## Selected passage
%%

The researcher is likely to have a reasonable understanding of how companies in the relevant sector operate. The TTO needs to have people with commercial experience in this sector expertise as well.
Social Sciences and Humanities
There is another sectoral point. The fastest growing area in knowledge exchange is how to help researchers in the Social Sciences and Humanities. That is fastest growing in terms of the number of new sessions at various conferences for KE, KT, TT workers (Knowledge Exchange, Knowledge Transfer, Technology Transfer). This interest can be traced back in the UK to the 2014 Research Excellence Framework focus on Impact. How can the existing KE, KT, TT offices and units support researchers in the Social Sciences and Humanities? What support do these researchers want, and what is the nature of the opportunities arising from their research. Oxford University Innovation website has two new sections, ‘Engaging with the Humanities’ and ‘Engaging with Social Sciences’. Oxford’s Vice-Chancellor, herself an historian, endorses these and looks forward ‘to observing the developments still to come in future years’.
Opportunities coming out of the Social Sciences and Humanities are unlikely to be technology-based. They are far more likely to be new ways to collaborate with companies and institutions, service based start-ups, and the continuing development of consulting opportunities. TTO’s will need to listen to the researchers in these areas to ask them what they want and explore how the TTO can help, if at all.

%%

## Work instruction 1
From the knowledge exchange passage above, copy word for word the section from "Opportunities coming out" to "help, if at all.".
## Work instruction 2
Answer these questions from the knowledge exchange passage above:
(a) What does the TTO need people to have experience in, along with the researcher's understanding of the sector?
(b) To what can the interest in helping Social Sciences and Humanities researchers be traced in the UK?
(c) Opportunities coming out of the Social Sciences and Humanities are unlikely to be based on what?
## Work instruction 3
Rewrite the paragraph of the knowledge exchange passage that begins "Opportunities coming out of the Social Sciences" as a short list that keeps its main facts.

## Data for analysis
%%

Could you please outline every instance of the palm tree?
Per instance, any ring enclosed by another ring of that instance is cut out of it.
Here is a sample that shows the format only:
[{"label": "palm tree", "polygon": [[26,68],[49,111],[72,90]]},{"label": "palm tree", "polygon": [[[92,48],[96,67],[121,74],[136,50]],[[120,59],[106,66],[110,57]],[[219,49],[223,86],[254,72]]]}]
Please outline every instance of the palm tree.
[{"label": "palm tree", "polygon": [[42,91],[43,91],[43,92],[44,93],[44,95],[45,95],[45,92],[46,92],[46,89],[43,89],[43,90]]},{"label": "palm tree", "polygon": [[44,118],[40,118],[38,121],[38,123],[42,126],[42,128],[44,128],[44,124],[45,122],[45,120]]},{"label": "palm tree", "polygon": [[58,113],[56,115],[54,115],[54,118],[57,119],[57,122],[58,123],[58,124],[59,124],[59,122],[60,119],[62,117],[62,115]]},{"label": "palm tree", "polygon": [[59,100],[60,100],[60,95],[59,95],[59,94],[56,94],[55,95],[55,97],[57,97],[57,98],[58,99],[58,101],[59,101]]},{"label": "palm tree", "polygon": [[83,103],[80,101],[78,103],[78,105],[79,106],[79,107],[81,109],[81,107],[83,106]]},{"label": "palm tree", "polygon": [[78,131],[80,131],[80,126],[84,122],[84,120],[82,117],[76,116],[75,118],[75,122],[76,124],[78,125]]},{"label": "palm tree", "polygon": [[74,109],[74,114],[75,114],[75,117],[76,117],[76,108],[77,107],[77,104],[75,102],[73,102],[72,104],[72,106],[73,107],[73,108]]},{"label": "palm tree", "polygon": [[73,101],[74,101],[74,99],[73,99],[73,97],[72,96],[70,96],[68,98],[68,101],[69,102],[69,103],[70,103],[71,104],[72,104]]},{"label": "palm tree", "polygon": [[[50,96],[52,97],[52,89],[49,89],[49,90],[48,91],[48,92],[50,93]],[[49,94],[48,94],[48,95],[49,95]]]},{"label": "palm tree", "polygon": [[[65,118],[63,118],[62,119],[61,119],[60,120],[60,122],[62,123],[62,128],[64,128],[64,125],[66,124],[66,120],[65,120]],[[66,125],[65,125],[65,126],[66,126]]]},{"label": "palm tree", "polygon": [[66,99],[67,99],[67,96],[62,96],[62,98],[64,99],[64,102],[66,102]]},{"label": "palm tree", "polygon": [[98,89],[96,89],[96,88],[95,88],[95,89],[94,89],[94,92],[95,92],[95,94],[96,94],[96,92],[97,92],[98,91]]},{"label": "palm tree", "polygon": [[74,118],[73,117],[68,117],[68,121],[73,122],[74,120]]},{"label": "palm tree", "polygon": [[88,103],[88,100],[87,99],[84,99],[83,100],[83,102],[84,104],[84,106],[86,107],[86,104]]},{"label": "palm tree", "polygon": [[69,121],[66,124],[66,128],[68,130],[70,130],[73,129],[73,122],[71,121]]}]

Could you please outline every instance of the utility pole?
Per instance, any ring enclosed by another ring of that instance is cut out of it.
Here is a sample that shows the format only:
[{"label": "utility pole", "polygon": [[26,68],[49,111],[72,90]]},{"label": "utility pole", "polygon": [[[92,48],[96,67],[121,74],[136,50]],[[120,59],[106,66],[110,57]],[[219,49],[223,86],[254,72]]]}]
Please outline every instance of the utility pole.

%%

## Answer space 1
Opportunities coming out of the Social Sciences and Humanities are unlikely to be technology-based. They are far more likely to be new ways to collaborate with companies and institutions, service based start-ups, and the continuing development of consulting opportunities. TTO’s will need to listen to the researchers in these areas to ask them what they want and explore how the TTO can help, if at all.

## Answer space 2
(a) Commercial experience in the relevant sector.
(b) The 2014 Research Excellence Framework focus on Impact.
(c) Technology.

## Answer space 3
- Social Sciences and Humanities opportunities are unlikely to be technology-based.
- They are more likely to be new ways to collaborate with companies and institutions, service-based start-ups, and continued development of consulting opportunities.
- TTOs will need to ask these researchers what they want and explore how the TTO can help, if at all.